__SOURCE TEXT__:
## BEGIN
I also thought the pub quiz at gone midnight to be very suspicious and would have asked him about that at the time.

wannaBe · 18/01/2008 11:32

This is difficult. It is entirely possible to have platonic friends of the opposite sex without that ever leading to anything more. I also don?t think that getting angry is necessarily a sign of guilt, I have a few male friends, none of whom I would ever even consider having an inappropriate relationship with, and although I don?t text any of them at midnight, if dh suddenly told me he wanted me to end any of these friendships I think I would be angry, and hurt, because the implication would be that dh doesn?t trust me, even though I?m not doing anything wrong, iyswim?

But by the same token there are many things that can impact on a relationship, there have been numerous posts on here from posters who are unhappy with the fact their dh?s spend all weekend playing football/every night in the pub/stay up into the early hours playing videogames, and I imagine there are probably some dh?s out there who object to the amount of time their wives spend on mn. The issue here is that your dh appears to be spending time that should be spent with you, doing something else, and this is causing obvious resentment.
## END
__DATASET EXTRACT__:
## BEGIN
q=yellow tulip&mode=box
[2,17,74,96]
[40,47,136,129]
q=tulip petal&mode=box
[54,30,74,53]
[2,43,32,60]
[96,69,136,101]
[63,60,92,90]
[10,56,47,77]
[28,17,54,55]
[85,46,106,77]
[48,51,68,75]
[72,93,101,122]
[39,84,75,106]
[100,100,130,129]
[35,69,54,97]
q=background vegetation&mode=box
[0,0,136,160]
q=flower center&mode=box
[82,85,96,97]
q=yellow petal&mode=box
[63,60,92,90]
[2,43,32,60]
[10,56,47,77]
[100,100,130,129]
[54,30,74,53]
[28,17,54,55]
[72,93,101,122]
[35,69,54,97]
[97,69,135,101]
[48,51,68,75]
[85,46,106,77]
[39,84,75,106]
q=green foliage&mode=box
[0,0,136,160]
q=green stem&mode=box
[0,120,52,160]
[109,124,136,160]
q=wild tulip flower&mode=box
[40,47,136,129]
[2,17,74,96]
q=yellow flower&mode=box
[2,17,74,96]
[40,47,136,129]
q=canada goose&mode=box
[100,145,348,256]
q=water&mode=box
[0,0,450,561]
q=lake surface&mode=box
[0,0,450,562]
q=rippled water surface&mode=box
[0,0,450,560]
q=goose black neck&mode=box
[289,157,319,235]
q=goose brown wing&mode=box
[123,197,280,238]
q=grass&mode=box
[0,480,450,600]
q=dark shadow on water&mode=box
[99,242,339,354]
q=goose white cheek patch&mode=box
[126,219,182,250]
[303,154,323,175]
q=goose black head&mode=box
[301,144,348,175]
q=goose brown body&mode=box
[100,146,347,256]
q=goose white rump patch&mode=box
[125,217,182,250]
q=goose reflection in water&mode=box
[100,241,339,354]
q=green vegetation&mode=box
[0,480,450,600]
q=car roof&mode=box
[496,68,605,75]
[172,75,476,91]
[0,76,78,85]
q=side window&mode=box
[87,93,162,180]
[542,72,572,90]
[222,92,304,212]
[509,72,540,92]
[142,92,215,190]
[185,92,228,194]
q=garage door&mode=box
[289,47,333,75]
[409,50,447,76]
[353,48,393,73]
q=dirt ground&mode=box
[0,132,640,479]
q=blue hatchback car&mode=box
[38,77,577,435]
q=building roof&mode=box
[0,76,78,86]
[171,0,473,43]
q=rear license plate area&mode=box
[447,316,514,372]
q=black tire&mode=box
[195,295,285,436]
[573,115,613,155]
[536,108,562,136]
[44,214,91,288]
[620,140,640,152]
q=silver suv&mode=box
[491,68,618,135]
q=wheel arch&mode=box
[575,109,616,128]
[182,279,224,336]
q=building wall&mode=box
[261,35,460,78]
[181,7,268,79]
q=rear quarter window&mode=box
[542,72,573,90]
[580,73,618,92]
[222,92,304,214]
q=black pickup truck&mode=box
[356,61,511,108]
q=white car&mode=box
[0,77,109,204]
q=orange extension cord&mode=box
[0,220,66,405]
## END
__GIVEN TASK 1__: Reproduce the part of the forum thread on opposite-sex friendships that opens with the words containing "But by the same" and closes with "causing obvious resentment.".
__GIVEN TASK 2__: Resume the forum thread on opposite-sex friendships, writing onward from its final sentence.

__RESULT 1__:
But by the same token there are many things that can impact on a relationship, there have been numerous posts on here from posters who are unhappy with the fact their dh?s spend all weekend playing football/every night in the pub/stay up into the early hours playing videogames, and I imagine there are probably some dh?s out there who object to the amount of time their wives spend on mn. The issue here is that your dh appears to be spending time that should be spent with you, doing something else, and this is causing obvious resentment.

__RESULT 2__:
I would actually be careful In tackling this. If you go in all guns blazing and demanding that he end the friendship, he may go to her more because he doesn?t like to be dictated to. So I would tackle it with actions rather than words, cook him a nice meal, arrange a babysitter and arrange to go out for dinner, plan family days out with you both and the kids, buy something sexy and remind him in that way of what he has at home. Re-invent your relationship, but do it without forcing him to sacrifice this ?friendship?. If you let him see what he has at home, he may be less inclined to find flattery elsewhere, and the more time he is spending with you and the kids, the less time he will have to spend with this other woman. Then once you know that he is with you, maybe arrange to go out for dinner and suttly discuss how you felt that he was slipping away from you, spending more time with other people, and how much you have missed the time with him.

For the record, I don?t think the time he is spending talking to this woman is appropriate, but then I don?t even have female friends that I would call at midnight, so that in itself is odd IMO. But I don?t necessarily think that banning the friendship is the answer, because it?s a bit like kids, if you forbid something it becomes more attractive.

doggiesayswoof · 18/01/2008 11:33

No I wouldn't invite her to the house either. It's another way for her to be close to him.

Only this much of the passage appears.